## Saved entries
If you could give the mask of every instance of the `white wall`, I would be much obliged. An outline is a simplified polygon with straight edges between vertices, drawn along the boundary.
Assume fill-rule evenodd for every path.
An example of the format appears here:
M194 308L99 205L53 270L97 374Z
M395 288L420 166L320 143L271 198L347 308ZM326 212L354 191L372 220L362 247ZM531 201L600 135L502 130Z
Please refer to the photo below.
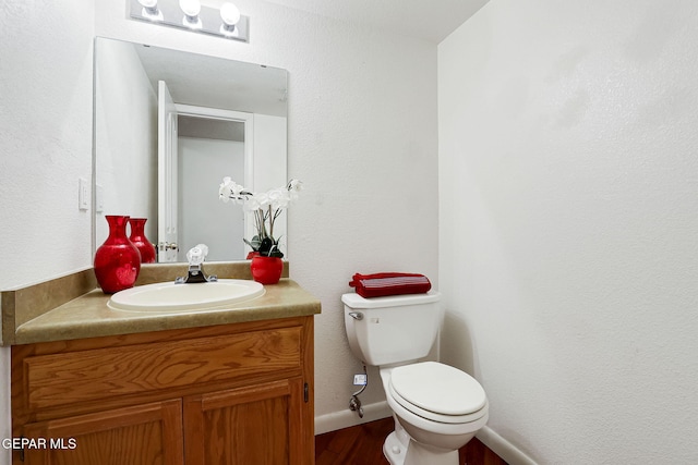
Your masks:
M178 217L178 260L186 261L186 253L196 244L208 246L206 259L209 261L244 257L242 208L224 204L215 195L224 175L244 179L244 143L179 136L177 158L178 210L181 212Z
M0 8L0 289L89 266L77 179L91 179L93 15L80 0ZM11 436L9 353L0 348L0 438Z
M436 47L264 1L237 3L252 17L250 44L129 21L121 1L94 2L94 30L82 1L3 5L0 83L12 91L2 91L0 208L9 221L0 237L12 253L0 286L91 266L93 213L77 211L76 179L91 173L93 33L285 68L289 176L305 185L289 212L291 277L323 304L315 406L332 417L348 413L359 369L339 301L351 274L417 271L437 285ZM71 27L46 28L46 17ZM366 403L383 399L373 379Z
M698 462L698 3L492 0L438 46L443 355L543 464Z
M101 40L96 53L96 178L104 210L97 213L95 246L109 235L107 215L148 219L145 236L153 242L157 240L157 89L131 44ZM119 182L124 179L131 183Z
==
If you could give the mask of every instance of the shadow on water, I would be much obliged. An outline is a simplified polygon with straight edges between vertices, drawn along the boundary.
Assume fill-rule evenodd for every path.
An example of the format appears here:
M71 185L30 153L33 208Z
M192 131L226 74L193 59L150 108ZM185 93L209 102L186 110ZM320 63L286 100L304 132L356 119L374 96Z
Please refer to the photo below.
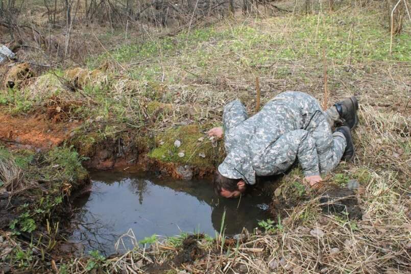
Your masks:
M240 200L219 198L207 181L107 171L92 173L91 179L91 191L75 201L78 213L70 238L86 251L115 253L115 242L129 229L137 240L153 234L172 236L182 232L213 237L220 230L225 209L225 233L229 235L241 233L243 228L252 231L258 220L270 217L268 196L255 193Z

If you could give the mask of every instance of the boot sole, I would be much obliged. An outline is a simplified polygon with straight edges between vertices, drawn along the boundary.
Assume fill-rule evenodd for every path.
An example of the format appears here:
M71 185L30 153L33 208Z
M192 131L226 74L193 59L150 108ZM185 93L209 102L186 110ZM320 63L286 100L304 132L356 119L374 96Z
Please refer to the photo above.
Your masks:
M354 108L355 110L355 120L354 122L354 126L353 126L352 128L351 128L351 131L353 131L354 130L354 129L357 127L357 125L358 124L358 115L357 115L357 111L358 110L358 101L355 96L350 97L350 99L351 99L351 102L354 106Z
--
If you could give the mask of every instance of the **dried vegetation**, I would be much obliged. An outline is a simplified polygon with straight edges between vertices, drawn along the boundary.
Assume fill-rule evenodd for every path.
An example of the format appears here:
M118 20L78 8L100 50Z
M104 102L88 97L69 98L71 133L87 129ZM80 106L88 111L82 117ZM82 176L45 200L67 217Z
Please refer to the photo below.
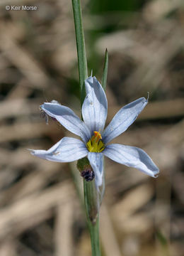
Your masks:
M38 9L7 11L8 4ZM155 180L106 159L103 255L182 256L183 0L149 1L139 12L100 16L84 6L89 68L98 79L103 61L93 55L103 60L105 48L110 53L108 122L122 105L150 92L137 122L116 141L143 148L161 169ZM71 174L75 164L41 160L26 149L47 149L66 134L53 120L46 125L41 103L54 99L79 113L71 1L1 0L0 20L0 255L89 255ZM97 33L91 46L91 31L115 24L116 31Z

## WHAT IS ASKED
Extract the data unchanged, from the line containing "of the shadow" through the line containing "M240 200L219 198L207", with both of those lines included. Omit the pictures from your copy.

## WORKED SOLUTION
If you could give the mask of every instance of the shadow on water, I would be much obliged. An outline is a simplified polygon with straight edges between vertices, drawn along the boundary.
Assume fill-rule evenodd for every path.
An example of the format appears here:
M71 185L30 153L33 208Z
M192 131L226 74L193 59L150 108ZM185 93L209 102L186 110ZM320 63L286 100L304 132L356 119L374 96Z
Please refer to the photo below.
Your masks:
M240 200L219 198L207 181L107 171L92 173L91 179L91 191L75 201L78 213L70 238L86 251L115 253L115 242L129 229L137 240L153 234L172 236L182 232L213 237L220 230L225 209L225 233L229 235L241 233L243 228L252 231L258 220L270 217L268 196L255 193Z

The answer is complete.